DESCRIPTION OF THE TASK:
Report every line in the records below that contains the word "lookup", and copy each of those lines in full.

SOURCE DATA:
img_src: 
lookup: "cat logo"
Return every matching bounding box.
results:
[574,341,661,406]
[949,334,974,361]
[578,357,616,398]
...
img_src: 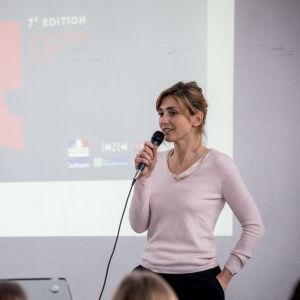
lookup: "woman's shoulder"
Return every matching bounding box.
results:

COMPLETE RESPONSE:
lookup: "cat logo"
lookup: "woman's shoulder"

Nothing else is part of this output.